## Stored records
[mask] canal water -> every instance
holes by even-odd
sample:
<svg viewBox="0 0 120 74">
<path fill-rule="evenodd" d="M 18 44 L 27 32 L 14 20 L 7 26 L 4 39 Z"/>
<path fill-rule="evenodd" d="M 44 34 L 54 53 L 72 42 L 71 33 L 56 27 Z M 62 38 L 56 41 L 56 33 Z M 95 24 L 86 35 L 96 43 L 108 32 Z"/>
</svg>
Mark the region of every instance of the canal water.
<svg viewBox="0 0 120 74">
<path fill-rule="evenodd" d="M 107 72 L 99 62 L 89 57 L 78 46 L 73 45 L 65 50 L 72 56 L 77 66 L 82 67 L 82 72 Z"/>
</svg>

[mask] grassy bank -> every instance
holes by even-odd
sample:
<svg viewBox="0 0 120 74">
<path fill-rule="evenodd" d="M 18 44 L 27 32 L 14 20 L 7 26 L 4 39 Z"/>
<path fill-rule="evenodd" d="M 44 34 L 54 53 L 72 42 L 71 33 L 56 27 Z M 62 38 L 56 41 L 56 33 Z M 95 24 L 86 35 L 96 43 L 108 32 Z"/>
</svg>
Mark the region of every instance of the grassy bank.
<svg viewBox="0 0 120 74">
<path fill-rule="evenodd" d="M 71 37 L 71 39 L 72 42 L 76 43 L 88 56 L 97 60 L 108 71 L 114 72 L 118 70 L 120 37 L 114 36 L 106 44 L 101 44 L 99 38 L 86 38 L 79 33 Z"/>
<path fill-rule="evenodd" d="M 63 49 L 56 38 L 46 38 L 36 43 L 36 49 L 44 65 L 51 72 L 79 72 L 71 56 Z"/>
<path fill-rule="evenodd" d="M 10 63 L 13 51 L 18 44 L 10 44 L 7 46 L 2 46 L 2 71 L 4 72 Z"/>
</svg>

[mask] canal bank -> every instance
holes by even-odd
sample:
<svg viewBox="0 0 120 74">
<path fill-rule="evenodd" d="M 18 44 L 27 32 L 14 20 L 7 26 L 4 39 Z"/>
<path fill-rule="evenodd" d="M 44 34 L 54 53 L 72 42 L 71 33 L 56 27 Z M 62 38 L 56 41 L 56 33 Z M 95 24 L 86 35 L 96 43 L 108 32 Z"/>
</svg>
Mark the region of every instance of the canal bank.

## Exercise instructions
Turn the entries above into a JSON list of strings, with each line as its own string and the blank lines left out.

## Reply to the task
[
  "[mask] canal water -> every instance",
  "holes by even-odd",
  "sample:",
  "<svg viewBox=\"0 0 120 74\">",
  "<path fill-rule=\"evenodd\" d=\"M 18 44 L 27 32 L 14 20 L 7 26 L 4 39 Z\"/>",
  "<path fill-rule=\"evenodd\" d=\"M 44 34 L 54 53 L 72 42 L 71 33 L 56 27 Z M 62 38 L 56 41 L 56 33 Z M 95 24 L 86 35 L 96 43 L 108 32 Z\"/>",
  "</svg>",
  "Mark the region of every instance of the canal water.",
  "<svg viewBox=\"0 0 120 74\">",
  "<path fill-rule=\"evenodd\" d=\"M 107 72 L 99 62 L 89 57 L 78 46 L 73 45 L 65 50 L 72 56 L 77 66 L 82 67 L 82 72 Z\"/>",
  "</svg>",
  "[mask] grassy bank -> every instance",
  "holes by even-odd",
  "sample:",
  "<svg viewBox=\"0 0 120 74\">",
  "<path fill-rule=\"evenodd\" d=\"M 18 44 L 27 32 L 14 20 L 7 26 L 4 39 Z\"/>",
  "<path fill-rule=\"evenodd\" d=\"M 44 34 L 54 53 L 72 42 L 71 33 L 56 27 Z M 62 38 L 56 41 L 56 33 Z M 95 24 L 86 35 L 96 43 L 108 32 Z\"/>",
  "</svg>",
  "Mark the region of every instance of the grassy bank.",
  "<svg viewBox=\"0 0 120 74\">",
  "<path fill-rule=\"evenodd\" d=\"M 71 37 L 71 39 L 72 42 L 76 43 L 88 56 L 97 60 L 108 71 L 114 72 L 118 70 L 120 37 L 114 36 L 106 44 L 101 44 L 99 38 L 86 38 L 79 33 Z\"/>",
  "<path fill-rule=\"evenodd\" d=\"M 63 49 L 56 38 L 46 38 L 36 43 L 36 49 L 44 65 L 51 72 L 79 72 L 71 56 Z\"/>",
  "<path fill-rule=\"evenodd\" d=\"M 10 63 L 13 51 L 18 44 L 10 44 L 7 46 L 2 46 L 2 71 L 4 72 Z\"/>",
  "</svg>",
  "[mask] canal bank -> every instance",
  "holes by even-odd",
  "sample:",
  "<svg viewBox=\"0 0 120 74\">",
  "<path fill-rule=\"evenodd\" d=\"M 18 44 L 27 32 L 14 20 L 7 26 L 4 39 Z\"/>",
  "<path fill-rule=\"evenodd\" d=\"M 44 34 L 54 53 L 72 42 L 71 33 L 56 27 Z M 62 38 L 56 41 L 56 33 Z M 95 24 L 86 35 L 96 43 L 108 32 Z\"/>",
  "</svg>",
  "Mark the region of every instance of the canal bank."
]